**Task statement:** An exact transcript of all the records is the expected answer.

**Supplied information:**
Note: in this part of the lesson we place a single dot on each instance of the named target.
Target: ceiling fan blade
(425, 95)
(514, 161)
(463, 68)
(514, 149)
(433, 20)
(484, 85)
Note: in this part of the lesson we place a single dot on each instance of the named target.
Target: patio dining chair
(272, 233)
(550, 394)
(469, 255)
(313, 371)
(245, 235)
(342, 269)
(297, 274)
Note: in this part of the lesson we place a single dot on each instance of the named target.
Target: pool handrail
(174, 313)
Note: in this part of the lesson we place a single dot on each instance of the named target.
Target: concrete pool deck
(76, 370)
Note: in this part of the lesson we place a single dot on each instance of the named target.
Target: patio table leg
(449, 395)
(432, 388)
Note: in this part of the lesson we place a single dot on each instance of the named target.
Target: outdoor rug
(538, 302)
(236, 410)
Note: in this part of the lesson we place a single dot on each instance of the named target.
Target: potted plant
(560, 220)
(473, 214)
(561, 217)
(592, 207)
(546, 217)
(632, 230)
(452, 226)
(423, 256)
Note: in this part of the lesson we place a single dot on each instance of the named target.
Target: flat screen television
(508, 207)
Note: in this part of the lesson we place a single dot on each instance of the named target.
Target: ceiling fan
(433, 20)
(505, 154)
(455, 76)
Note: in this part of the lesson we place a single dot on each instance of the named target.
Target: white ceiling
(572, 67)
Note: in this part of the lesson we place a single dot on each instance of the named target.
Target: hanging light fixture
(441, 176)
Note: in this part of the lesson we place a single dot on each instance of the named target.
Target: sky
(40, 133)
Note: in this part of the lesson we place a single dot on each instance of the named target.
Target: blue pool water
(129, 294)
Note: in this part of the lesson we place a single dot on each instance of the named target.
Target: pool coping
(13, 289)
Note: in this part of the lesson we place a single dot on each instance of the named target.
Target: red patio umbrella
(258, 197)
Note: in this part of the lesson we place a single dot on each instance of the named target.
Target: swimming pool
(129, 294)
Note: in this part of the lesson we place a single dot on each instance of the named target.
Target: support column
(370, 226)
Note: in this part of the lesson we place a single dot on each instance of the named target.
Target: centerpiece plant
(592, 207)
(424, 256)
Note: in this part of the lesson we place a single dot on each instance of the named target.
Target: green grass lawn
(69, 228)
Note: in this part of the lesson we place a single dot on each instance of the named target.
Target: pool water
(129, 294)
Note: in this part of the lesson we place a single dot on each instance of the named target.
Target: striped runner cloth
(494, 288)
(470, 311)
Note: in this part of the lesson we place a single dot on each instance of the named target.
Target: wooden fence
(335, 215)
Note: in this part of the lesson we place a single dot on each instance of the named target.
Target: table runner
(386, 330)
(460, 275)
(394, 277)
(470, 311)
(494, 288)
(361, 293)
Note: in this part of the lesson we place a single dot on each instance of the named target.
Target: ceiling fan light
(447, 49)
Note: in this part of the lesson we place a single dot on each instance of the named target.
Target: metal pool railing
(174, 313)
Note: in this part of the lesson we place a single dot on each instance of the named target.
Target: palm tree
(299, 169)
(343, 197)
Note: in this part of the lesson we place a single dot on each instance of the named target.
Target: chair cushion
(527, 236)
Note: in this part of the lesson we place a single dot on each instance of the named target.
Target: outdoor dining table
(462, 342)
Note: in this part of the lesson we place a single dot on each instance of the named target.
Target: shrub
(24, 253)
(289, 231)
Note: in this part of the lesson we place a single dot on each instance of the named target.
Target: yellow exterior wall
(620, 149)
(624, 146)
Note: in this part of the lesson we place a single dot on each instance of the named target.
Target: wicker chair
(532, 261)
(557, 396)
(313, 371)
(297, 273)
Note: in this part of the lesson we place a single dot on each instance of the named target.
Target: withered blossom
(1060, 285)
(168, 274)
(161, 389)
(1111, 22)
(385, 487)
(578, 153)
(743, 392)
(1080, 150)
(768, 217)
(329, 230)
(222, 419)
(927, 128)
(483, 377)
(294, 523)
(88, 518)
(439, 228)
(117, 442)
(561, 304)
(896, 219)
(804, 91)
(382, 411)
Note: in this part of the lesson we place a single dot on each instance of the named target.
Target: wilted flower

**Finished exercise:**
Note: in this part of the lesson we place a single dot on each instance of the named target.
Target: ceiling fan blade
(425, 95)
(514, 161)
(463, 68)
(514, 149)
(433, 20)
(484, 85)
Note: in this part of the lesson we place a single dot on each instance of the named target.
Target: patio dining chair
(272, 233)
(550, 394)
(469, 255)
(313, 371)
(245, 235)
(342, 269)
(297, 274)
Note: in this part of the lesson we place a single dot on each instance of the named target.
Target: pool handrail
(174, 313)
Note: in this part of the lesson we place a single dot on each instance of the named target.
Target: concrete pool deck
(76, 370)
Note: in this part of the lesson we place a single dot on each instance of the named target.
Target: patio table leg
(449, 395)
(432, 388)
Note: in this part of the lesson we place a single dot on each instance of the named target.
Target: outdoor rug
(538, 302)
(236, 410)
Note: in this part of the lesson we place a single dot on each instance of the named target.
Target: potted plant
(560, 220)
(473, 214)
(561, 217)
(592, 207)
(546, 217)
(632, 230)
(452, 226)
(423, 256)
Note: in this part of the lesson we place a single dot on each instance of the named target.
Target: flat screen television
(508, 207)
Note: in this part of the lesson we place a single dot on each instance of the named target.
Target: ceiling fan
(433, 20)
(505, 154)
(455, 76)
Note: in this part of the lesson we place a single dot on each instance of the named target.
Target: white ceiling
(572, 67)
Note: in this part of the lesson we place a single dot on each instance of the named target.
Target: hanging light fixture
(441, 176)
Note: in this part of the lesson we place a single dot on each instance of the named target.
Target: sky
(40, 133)
Note: in this part of the lesson we place a single dot on each instance of the named target.
Target: blue pool water
(129, 294)
Note: in this part of the lesson we place a single dot on each instance of the named target.
Target: pool coping
(13, 289)
Note: in this part of the lesson we place a single dot on each instance of the named target.
Target: red patio umbrella
(258, 197)
Note: in this part of the lesson we place a single dot on each instance of the named target.
Target: swimming pool
(129, 294)
Note: in this part of the lesson we place a single dot on each instance of the named target.
Target: support column
(370, 226)
Note: in this part of the lesson we place a single dot on each instance of the named target.
Target: centerpiece plant
(592, 207)
(424, 256)
Note: in this part of the lesson we place a single dot on each instance of the named target.
Target: green grass lawn
(69, 228)
Note: in this part of the lesson we place a single dot on each instance of the named target.
Target: pool water
(129, 294)
Note: in this part of the lesson we place a single dot on each instance of the named target.
Target: striped runner cloth
(494, 288)
(470, 311)
Note: in this part of the lesson we place a single dot on each instance of the named target.
Target: wooden fence
(335, 215)
Note: in this part of the lesson we place a single dot on each instance of the named target.
Target: table runner
(386, 330)
(460, 275)
(394, 277)
(470, 311)
(494, 288)
(361, 293)
Note: in this part of the lesson we place a single dot on each instance of the named target.
Target: ceiling fan light
(447, 49)
Note: in this part of the lesson we place a single dot on each instance of the named target.
Target: metal pool railing
(174, 313)
Note: in this part of the lesson we place a single dot on each instance of the named target.
Target: palm tree
(299, 169)
(343, 197)
Note: in this part of the lesson we place a single dot on each instance of the named target.
Target: chair cushion
(527, 236)
Note: in this part of the lesson we place a single dot on each instance of the named target.
Target: outdoor dining table
(462, 342)
Note: in this part of the lesson we place a single dot on each instance of the named target.
Target: shrub
(24, 253)
(289, 231)
Note: in this part of the lesson we place a single dot on each instance of the named target.
Target: yellow exterior wall
(620, 149)
(624, 146)
Note: in this part of the lesson we place a single dot on each instance of the named target.
Target: wicker chair
(532, 261)
(557, 396)
(313, 371)
(297, 273)
Note: in this part of the lesson we place a single dot on each instance of the named target.
Target: withered blossom
(1060, 285)
(168, 274)
(161, 389)
(1111, 22)
(385, 487)
(578, 153)
(743, 392)
(1080, 150)
(768, 217)
(329, 230)
(222, 419)
(927, 128)
(483, 377)
(294, 523)
(88, 518)
(439, 228)
(117, 442)
(561, 304)
(896, 219)
(804, 91)
(382, 411)
Note: in this part of the lesson we place a single dot on each instance of the named target.
Target: wilted flower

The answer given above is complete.